WHAT THE TASK REQUIRES. Look for "below" in each line of the records, and copy the lines that have it.

PROVIDED DATA.
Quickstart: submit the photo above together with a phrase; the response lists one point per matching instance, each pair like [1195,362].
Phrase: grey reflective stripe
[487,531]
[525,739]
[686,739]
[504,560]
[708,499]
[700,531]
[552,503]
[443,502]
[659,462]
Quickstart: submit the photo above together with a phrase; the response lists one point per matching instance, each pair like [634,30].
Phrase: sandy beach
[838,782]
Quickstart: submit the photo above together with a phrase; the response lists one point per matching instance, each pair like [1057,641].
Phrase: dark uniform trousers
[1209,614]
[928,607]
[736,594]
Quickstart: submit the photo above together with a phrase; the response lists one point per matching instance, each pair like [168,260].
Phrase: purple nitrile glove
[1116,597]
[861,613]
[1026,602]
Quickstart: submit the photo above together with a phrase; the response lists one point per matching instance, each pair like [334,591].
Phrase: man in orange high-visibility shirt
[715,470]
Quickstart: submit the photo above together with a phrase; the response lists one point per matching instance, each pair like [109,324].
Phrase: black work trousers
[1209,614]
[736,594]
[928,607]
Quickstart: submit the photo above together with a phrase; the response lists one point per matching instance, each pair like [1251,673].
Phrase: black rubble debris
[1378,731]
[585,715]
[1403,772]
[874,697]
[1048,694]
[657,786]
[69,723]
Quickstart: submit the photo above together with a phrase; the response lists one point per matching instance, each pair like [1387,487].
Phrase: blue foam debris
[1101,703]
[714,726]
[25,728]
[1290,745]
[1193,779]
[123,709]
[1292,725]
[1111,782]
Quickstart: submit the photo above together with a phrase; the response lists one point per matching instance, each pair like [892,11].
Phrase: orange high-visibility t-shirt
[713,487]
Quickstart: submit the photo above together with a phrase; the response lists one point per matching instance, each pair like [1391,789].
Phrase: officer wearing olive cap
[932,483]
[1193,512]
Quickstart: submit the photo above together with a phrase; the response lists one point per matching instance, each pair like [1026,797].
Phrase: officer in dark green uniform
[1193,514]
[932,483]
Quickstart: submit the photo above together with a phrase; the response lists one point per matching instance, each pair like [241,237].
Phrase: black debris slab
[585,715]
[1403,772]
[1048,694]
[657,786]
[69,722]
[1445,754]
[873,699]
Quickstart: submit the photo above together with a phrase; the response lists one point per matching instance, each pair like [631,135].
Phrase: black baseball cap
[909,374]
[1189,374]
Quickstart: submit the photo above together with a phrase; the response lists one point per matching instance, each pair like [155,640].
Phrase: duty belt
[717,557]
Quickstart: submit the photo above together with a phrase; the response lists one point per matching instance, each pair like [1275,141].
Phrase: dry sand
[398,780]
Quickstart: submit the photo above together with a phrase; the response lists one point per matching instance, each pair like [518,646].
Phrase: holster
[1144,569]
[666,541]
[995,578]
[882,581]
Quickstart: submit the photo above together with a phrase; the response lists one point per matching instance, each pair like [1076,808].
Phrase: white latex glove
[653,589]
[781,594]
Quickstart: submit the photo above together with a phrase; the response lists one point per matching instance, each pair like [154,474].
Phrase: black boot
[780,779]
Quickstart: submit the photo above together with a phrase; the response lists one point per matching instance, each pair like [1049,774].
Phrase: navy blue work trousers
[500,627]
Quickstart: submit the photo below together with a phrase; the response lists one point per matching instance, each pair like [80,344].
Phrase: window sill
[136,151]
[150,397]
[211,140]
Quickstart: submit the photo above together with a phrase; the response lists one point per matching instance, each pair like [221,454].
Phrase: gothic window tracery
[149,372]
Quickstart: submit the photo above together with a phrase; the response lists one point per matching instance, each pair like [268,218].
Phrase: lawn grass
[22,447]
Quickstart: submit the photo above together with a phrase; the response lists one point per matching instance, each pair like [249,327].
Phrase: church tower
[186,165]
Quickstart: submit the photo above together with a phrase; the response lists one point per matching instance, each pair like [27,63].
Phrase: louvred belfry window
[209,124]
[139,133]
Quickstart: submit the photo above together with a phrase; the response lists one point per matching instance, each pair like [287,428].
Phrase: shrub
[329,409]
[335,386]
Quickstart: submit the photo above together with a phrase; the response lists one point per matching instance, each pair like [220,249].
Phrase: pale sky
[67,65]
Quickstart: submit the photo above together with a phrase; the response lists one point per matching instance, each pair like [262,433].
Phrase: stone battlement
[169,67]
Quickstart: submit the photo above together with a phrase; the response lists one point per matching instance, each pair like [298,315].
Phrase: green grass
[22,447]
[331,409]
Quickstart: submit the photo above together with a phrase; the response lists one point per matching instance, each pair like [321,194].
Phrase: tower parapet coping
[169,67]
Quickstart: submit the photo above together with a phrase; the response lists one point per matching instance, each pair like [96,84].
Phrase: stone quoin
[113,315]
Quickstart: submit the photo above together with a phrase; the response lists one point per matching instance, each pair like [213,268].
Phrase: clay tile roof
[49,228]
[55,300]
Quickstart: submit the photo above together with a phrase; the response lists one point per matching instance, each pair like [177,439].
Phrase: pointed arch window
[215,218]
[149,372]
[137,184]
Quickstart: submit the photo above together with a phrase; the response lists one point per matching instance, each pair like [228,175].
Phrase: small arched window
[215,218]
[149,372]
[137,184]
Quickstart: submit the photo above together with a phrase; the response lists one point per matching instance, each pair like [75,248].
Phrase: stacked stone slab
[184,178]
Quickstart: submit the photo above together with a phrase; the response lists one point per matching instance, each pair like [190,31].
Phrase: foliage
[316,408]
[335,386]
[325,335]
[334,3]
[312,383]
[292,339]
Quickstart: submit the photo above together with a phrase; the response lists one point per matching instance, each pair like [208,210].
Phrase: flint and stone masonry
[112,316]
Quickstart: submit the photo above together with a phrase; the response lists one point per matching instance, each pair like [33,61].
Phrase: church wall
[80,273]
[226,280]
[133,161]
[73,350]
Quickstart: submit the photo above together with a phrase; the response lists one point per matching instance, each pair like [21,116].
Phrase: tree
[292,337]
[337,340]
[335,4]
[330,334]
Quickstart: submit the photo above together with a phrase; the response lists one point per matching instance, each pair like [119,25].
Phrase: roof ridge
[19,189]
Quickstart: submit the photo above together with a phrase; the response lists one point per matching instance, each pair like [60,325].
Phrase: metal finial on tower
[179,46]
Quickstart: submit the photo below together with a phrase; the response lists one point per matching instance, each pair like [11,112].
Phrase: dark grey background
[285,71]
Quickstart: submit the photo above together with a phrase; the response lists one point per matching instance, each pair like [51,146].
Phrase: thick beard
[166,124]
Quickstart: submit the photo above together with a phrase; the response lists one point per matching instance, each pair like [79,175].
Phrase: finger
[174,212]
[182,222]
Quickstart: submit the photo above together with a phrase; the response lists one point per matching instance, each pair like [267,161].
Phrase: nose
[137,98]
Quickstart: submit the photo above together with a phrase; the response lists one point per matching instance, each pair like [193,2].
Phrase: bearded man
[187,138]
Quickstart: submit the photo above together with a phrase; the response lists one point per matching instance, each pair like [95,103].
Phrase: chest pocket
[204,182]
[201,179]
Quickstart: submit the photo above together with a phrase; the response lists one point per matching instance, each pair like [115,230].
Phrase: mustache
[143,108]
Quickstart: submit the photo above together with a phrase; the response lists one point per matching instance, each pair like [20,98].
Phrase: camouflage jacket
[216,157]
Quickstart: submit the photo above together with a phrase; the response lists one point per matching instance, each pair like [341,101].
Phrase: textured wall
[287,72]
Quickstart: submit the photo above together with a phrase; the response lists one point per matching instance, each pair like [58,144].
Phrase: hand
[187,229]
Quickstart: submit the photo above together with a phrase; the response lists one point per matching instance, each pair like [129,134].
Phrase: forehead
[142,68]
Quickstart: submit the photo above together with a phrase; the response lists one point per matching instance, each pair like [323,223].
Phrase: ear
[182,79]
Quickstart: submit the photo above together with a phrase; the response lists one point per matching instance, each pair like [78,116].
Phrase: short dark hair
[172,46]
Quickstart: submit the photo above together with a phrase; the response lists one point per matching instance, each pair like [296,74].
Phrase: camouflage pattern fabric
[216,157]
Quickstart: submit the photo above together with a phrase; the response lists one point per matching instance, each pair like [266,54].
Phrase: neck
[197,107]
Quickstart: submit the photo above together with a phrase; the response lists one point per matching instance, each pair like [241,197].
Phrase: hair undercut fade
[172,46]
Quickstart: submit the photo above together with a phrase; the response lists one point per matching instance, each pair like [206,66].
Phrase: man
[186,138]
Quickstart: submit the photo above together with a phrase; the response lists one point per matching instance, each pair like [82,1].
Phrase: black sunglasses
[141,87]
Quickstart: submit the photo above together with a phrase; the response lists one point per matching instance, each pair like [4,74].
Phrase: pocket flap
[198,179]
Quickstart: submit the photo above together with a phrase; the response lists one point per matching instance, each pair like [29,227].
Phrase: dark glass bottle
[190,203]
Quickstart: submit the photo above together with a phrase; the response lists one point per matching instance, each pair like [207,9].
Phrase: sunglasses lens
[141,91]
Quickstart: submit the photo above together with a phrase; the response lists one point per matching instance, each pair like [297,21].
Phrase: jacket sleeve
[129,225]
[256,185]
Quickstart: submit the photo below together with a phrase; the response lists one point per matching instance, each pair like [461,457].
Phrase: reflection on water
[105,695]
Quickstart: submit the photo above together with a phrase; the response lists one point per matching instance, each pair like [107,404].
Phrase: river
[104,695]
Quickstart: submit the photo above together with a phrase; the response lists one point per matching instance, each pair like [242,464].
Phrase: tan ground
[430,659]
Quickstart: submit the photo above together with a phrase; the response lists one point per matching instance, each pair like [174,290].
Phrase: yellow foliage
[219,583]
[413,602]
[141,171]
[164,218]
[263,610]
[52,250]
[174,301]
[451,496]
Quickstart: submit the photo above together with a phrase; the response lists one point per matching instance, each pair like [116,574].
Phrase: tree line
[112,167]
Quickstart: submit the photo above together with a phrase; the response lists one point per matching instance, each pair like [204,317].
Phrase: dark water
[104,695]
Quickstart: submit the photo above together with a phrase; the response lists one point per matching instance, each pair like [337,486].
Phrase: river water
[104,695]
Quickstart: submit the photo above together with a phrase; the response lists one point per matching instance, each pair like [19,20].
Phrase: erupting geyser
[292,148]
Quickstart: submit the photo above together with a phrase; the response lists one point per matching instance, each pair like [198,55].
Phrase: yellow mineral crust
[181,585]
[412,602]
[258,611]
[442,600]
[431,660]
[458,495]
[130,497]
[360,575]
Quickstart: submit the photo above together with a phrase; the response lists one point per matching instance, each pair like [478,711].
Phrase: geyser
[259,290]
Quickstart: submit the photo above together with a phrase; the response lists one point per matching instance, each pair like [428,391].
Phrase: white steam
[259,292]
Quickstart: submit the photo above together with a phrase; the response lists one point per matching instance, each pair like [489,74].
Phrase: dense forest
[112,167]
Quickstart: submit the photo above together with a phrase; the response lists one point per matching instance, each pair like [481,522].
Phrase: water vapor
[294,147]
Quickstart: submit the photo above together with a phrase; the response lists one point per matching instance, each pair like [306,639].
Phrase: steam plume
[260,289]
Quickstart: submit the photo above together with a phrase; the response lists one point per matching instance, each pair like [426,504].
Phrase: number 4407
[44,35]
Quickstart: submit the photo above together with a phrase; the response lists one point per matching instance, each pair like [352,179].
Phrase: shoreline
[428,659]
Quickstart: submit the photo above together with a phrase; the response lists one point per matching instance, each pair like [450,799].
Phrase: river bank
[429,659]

ANSWER AREA.
Quickstart: submit the photo below together with a phrase; the response lists one point per matching instance, each pair like [80,344].
Quickstart: submit the photo below together with a phrase; the response lists one point per matching instance, each pair like [11,112].
Quickstart: submit the photo below together with a phrase; the response lists one point per matching instance, each pair like [461,457].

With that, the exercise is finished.